▶ _Teks Bacaan_
--*--

Kedelapan: Pengangkutan limbah medis yang terkontaminasi ke fasilitas sterilisasi juga dapat menimbulkan risiko. Ketidaktepatan dalam pengemasan atau pengangkutan limbah bisa memperbesar potensi penyebaran penyakit.
Penting untuk terus meningkatkan sistem manajemen limbah medis, baik dari segi kebijakan, infrastruktur, maupun pemahaman di kalangan tenaga kesehatan dan masyarakat. Limbah medis merupakan tantangan penting bagi fasilitas kesehatan, termasuk rumah sakit. Limbah medis yang tidak ditangani dengan benar dapat menjadi sumber infeksi dan bahaya bagi pasien, staf medis, serta masyarakat.
Limbah Rumah sakit di Indonesia
Indonesia memiliki sekitar 2.617 rumah sakit dan 352 rumah sakit bersalin yang tersebar di seluruh provinsi. Rata-rata limbah medis yang dihasilkan rumah sakit berkisar antara 55,7 -- 1.507 kg per hari, dengan peningkatan yang signifikan, terutama selama pandemi COVID-19. Pengelolaan limbah B3 di Indonesia masih tidak stabil dan mengalami penurunan 57% pada tahun 2019. Pengurangan limbah B3 medis adalah tanggung jawab pihak yang menghasilkan limbah tersebut. Pengurangan limbah B3 dapat dilakukan dengan cara menghindari penggunaan material yang mengandung B3, mengelola bahan yang berpotensi membahayakan kesehatan dan lingkungan, menghindari penumpukan bahan kimia dan farmasi yang kedaluwarsa, serta melakukan perawatan rutin terhadap peralatan. Beberapa jenis limbah medis B3 dapat dimanfaatkan kembali setelah proses sterilisasi, seperti botol infus bekas dan jirigen plastik bekas cairan hemodialisis. Pemanfaatan kembali limbah medis B3 dapat mengurangi biaya operasional. Limbah medis B3 tajam, seperti syringe, jarum suntik, pecahan gelas, botol, ampul, atau silet, sebagian bisa dimanfaatkan kembali setelah disterilisasi, seperti botol dan ampul. Namun, pemanfaatan limbah ampul masih kurang mendapat perhatian.

--*--

▶ _Tugas yang Dikerjakan_
[a] Menurut teks tentang limbah rumah sakit, berapa jumlah rumah sakit dan rumah sakit bersalin di Indonesia?
[b] Teruskan teks tentang limbah medis rumah sakit setelah kalimat terakhir yang ditampilkan.
Catatan-catatan itu merupakan bahan terpisah yang tidak berkaitan dengan teks bacaan.

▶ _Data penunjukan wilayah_

--*--

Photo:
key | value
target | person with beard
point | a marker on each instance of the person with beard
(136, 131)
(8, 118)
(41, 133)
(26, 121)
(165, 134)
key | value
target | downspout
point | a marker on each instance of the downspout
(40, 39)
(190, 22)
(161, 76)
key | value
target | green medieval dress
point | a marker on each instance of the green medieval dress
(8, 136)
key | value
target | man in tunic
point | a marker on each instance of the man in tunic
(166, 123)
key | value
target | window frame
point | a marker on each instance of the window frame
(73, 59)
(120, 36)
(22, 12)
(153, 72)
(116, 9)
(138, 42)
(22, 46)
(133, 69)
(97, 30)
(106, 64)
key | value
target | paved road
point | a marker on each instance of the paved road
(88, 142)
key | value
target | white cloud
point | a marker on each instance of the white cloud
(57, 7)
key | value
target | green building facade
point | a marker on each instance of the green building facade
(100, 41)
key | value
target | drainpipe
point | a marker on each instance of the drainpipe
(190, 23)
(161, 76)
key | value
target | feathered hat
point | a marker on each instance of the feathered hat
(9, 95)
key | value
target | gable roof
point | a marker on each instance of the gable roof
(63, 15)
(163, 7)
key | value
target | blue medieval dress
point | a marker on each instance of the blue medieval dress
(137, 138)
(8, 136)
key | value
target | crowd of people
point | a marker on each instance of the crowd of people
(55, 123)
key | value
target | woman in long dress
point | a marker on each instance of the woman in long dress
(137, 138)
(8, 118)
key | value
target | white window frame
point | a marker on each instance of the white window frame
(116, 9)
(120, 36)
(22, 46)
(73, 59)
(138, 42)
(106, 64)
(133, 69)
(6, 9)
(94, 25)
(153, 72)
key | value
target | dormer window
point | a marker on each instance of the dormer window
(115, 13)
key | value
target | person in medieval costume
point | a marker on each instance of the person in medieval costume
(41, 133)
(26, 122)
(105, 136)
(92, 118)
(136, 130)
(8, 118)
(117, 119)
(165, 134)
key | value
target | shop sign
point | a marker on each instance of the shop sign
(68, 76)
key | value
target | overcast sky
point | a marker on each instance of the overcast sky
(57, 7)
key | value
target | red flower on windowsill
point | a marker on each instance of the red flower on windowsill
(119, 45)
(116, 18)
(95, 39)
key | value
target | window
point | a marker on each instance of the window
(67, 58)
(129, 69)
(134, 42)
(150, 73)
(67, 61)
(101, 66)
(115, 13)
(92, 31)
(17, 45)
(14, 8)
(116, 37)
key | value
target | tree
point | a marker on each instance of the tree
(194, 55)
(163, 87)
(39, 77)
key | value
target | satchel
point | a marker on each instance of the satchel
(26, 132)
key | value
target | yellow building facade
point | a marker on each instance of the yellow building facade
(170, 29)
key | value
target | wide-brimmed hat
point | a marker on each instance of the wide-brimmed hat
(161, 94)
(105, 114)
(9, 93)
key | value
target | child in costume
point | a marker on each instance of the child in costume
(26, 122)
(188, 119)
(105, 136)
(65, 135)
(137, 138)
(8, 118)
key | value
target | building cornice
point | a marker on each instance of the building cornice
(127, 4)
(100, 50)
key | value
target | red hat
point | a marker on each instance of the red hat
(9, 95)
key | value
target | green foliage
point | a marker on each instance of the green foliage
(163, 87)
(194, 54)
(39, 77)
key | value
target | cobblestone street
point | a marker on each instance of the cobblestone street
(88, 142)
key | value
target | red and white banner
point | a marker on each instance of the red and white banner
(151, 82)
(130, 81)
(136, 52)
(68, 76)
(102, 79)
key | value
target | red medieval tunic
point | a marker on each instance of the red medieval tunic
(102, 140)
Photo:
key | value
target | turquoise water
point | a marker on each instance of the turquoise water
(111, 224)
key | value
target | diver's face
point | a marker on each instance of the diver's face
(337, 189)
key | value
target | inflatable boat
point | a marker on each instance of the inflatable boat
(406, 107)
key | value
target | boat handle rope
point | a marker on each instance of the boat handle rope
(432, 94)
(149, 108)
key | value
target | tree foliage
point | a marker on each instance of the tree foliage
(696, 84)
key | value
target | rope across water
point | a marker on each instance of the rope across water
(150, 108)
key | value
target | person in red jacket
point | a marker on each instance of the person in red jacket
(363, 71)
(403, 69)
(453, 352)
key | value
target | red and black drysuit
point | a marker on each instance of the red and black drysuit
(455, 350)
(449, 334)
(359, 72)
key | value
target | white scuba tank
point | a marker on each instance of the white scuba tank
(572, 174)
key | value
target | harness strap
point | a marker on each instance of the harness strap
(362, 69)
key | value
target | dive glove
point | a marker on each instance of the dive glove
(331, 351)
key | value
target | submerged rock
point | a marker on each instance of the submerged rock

--*--

▶ _Jawaban Tiap Tugas_
[a] Sekitar 2.617 rumah sakit dan 352 rumah sakit bersalin.

[b]
Perlu diketahui : Menurut data Kemenkes pada tahun 2019, terdapat 2.877 rumah sakit di Indonesia. Namun, hingga November 2020, hanya 117 rumah sakit yang memiliki izin untuk mengolah limbah B3, dengan 111 rumah sakit menggunakan insinerator dan 6 rumah sakit menggunakan autoklaf.
Dengan jumlah rumah sakit yang memiliki izin untuk mengoperasikan insinerator yang masih terbatas dan jumlah penyedia jasa pengolahan limbah medis yang belum merata, limbah medis yang belum dikelola sesuai dengan regulasi perundang-undangan masih sangat banyak.
Kondisi ini menunjukkan bahwa pengelolaan limbah medis dari fasilitas kesehatan perlu mendapat perhatian serius dari semua pihak terkait, baik pemerintah pusat maupun daerah. Tulisan ini  menyoroti tentang sterilisasi, apa dan bagaimana syterilisasi itu.
APA ITU STERILISASI ?
Sterilisasi dan disinfeksi adalah komponen dasar dalam kegiatan pengendalian infeksi di rumah sakit. Setiap hari, sejumlah rumah sakit melakukan berbagai prosedur bedah. Bahkan lebih banyak prosedur invasif dilakukan di berbagai fasilitas kesehatan. Alat medis atau instrumen bedah yang kontak dengan jaringan steril atau membran mukosa pasien selama berbagai proses berhubungan dengan peningkatan risiko pengenalan patogen ke dalam tubuh pasien.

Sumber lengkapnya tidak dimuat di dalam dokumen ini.